What the exercise asks:
Please count the lines in the items below that contain the string "green", matching case exactly. Reply with the number alone.

Items:
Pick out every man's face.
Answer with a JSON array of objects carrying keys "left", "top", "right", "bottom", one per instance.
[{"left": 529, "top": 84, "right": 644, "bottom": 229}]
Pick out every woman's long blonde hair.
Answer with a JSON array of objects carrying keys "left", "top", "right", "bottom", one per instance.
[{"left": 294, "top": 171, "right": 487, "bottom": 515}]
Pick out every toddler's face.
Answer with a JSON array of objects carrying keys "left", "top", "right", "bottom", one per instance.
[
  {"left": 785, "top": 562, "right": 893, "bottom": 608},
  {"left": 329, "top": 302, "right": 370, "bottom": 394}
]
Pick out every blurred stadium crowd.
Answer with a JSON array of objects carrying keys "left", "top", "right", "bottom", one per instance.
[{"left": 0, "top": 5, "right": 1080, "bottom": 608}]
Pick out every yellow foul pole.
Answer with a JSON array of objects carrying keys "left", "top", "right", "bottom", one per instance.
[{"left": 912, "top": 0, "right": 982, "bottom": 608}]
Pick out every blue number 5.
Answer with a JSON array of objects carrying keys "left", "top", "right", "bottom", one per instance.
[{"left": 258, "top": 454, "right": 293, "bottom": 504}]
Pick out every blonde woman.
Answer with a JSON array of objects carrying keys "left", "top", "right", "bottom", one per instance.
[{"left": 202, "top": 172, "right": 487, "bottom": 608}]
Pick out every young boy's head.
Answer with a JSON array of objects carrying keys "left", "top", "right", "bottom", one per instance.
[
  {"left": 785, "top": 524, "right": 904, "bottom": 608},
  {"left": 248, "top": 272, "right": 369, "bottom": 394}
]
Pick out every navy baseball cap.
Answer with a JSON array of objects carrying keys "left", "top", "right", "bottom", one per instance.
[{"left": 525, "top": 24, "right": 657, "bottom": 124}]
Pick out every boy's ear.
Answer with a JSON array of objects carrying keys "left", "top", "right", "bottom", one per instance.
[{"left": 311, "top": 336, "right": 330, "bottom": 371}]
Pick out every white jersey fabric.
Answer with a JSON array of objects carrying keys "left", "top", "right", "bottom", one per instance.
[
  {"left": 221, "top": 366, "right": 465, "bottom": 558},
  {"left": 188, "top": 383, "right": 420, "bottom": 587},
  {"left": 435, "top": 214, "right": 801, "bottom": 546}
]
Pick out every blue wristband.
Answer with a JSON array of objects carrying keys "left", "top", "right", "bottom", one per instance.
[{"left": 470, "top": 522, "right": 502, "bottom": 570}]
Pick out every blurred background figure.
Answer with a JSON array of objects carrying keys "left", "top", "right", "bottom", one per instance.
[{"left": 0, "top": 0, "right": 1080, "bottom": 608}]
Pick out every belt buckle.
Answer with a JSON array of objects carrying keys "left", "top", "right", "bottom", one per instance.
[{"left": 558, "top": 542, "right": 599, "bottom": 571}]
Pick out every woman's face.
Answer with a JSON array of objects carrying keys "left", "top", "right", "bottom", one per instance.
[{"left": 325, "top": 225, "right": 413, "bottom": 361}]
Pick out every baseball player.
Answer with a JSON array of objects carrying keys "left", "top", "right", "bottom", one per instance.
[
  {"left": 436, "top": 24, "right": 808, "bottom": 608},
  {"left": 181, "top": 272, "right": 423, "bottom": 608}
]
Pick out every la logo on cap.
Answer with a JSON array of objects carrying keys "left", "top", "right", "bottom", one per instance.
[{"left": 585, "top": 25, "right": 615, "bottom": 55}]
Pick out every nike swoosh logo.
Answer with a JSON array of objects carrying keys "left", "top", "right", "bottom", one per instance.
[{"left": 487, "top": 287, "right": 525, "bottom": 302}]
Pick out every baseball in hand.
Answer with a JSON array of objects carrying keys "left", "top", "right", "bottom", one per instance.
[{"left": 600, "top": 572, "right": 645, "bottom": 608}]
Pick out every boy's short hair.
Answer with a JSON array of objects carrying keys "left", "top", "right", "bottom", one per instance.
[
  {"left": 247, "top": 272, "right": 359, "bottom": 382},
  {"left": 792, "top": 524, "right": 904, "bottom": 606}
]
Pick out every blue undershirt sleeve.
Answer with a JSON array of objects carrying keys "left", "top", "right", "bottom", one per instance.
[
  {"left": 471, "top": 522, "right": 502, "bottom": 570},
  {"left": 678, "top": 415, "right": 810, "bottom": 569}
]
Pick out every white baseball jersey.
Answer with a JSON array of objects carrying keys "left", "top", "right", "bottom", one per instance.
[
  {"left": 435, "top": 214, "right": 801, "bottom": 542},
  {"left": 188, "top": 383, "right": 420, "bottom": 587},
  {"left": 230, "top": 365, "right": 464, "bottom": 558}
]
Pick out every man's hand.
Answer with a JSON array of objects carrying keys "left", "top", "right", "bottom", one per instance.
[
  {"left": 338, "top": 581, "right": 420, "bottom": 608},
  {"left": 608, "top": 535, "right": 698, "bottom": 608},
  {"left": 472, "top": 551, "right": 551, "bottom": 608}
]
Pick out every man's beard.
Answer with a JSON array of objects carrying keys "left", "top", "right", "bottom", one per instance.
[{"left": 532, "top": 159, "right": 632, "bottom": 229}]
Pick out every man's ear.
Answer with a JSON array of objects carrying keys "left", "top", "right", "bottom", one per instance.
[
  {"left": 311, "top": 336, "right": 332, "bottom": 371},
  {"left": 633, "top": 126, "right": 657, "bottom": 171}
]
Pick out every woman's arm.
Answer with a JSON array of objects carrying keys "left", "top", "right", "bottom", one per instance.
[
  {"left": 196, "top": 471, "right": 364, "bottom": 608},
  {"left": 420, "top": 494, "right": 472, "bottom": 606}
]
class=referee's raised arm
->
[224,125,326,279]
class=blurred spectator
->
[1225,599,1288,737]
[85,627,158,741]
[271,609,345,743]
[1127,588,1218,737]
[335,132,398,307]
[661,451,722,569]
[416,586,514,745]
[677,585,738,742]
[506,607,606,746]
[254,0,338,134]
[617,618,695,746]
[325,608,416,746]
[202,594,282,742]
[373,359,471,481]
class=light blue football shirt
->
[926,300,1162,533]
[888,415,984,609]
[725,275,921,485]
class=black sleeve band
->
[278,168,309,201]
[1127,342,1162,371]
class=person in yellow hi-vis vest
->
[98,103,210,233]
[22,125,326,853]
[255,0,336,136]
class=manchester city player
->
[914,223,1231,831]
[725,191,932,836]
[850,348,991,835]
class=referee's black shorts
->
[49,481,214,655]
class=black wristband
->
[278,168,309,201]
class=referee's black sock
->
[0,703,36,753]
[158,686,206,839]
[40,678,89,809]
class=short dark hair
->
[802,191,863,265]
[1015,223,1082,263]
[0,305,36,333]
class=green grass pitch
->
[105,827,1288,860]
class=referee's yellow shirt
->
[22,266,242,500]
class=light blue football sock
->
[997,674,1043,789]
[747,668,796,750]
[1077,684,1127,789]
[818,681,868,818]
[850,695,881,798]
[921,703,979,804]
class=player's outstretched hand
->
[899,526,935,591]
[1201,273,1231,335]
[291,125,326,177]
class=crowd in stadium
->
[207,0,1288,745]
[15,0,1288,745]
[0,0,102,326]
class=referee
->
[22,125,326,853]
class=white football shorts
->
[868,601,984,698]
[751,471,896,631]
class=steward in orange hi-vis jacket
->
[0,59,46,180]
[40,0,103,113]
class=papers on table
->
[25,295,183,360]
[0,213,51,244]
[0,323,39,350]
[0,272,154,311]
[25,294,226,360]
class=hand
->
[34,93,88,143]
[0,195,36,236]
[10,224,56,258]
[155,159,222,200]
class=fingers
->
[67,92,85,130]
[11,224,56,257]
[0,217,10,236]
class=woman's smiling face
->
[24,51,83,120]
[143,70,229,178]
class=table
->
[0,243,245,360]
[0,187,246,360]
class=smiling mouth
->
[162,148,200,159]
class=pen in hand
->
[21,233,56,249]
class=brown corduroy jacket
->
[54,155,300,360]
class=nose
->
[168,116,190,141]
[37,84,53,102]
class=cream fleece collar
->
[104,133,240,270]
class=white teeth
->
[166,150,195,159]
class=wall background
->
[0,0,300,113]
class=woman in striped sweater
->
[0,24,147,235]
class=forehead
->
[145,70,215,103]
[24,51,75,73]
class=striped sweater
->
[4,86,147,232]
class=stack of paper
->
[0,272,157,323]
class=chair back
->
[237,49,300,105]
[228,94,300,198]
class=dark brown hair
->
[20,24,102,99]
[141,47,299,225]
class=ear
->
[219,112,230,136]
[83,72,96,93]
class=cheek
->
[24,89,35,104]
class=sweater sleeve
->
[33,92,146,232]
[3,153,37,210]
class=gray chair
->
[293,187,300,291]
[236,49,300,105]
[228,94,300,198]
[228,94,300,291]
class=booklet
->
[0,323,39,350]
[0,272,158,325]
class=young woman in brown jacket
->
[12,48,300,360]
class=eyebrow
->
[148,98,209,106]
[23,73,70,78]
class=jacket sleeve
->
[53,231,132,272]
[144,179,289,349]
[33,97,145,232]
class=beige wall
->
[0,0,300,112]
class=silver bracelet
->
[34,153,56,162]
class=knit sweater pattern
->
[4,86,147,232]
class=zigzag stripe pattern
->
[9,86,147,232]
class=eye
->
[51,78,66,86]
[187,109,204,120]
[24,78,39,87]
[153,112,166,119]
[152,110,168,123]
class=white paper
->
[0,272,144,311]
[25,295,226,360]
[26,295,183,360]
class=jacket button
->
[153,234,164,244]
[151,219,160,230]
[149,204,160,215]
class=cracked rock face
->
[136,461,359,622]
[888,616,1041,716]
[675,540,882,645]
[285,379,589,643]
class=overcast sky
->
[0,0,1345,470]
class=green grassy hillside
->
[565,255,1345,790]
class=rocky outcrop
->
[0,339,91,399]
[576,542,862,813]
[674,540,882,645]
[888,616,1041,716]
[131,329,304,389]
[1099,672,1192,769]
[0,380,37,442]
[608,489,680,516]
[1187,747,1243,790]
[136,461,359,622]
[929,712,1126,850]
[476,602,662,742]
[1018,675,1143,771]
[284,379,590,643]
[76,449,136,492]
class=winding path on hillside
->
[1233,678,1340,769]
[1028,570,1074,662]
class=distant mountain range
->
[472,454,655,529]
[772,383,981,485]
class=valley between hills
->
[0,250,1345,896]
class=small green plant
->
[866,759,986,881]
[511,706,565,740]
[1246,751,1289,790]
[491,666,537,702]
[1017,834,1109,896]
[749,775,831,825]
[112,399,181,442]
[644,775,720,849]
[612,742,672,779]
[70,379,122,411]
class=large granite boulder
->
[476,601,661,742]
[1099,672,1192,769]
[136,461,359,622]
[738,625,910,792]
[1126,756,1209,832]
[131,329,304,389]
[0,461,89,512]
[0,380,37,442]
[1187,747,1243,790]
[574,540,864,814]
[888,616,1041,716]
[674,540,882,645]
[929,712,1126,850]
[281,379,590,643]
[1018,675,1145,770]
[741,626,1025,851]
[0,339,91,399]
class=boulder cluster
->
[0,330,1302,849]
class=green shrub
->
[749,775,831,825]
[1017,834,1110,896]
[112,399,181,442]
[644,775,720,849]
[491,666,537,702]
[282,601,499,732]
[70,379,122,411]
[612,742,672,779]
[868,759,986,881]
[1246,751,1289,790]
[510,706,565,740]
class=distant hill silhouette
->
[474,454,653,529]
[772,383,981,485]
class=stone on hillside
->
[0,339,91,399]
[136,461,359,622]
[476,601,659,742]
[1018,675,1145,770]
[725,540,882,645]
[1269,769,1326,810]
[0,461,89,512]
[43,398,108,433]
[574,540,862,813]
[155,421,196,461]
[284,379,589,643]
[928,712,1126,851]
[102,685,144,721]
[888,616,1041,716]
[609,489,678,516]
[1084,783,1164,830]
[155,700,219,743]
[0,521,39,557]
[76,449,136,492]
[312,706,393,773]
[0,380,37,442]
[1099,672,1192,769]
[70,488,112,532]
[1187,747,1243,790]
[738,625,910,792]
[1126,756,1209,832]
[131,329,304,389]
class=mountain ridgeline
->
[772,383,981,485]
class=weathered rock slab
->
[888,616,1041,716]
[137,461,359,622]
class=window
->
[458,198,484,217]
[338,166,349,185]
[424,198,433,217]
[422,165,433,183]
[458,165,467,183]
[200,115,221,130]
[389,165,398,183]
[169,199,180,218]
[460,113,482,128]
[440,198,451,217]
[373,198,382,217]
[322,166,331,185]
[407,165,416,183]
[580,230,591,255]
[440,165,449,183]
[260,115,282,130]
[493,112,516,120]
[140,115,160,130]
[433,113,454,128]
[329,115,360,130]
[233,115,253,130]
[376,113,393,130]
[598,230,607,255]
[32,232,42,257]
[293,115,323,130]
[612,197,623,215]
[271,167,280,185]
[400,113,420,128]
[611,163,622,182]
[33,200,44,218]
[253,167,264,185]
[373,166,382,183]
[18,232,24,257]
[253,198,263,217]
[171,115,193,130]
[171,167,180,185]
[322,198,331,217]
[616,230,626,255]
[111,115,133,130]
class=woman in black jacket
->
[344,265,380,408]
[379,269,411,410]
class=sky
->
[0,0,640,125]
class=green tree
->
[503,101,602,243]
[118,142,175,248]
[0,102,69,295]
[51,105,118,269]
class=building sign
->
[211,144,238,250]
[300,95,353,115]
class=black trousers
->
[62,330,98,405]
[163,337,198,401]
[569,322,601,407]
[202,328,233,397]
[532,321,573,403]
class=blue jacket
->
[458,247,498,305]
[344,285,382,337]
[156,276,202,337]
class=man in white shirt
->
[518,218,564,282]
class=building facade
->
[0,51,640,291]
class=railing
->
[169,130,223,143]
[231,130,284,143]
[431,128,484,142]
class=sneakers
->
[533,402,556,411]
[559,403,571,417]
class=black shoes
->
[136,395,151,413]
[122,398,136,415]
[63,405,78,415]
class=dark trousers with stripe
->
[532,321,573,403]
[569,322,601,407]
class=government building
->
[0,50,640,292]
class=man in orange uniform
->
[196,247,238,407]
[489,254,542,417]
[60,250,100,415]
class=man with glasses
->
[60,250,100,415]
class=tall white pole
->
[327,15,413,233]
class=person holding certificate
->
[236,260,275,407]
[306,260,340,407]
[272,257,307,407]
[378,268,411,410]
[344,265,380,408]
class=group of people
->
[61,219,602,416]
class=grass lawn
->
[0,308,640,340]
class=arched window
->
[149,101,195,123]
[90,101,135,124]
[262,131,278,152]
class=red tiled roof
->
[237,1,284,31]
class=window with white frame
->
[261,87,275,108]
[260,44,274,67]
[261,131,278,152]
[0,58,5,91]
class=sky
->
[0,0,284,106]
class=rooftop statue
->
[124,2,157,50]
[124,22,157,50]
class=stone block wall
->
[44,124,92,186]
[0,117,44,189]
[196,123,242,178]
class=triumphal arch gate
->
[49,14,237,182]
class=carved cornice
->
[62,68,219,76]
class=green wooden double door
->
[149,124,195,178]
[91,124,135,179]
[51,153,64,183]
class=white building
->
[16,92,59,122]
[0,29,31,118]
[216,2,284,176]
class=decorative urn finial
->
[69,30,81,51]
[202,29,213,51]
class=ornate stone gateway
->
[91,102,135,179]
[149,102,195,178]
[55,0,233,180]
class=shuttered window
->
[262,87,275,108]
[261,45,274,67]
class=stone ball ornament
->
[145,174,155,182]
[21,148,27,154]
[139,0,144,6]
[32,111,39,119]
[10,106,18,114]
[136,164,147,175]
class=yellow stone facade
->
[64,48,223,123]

Written answer:
6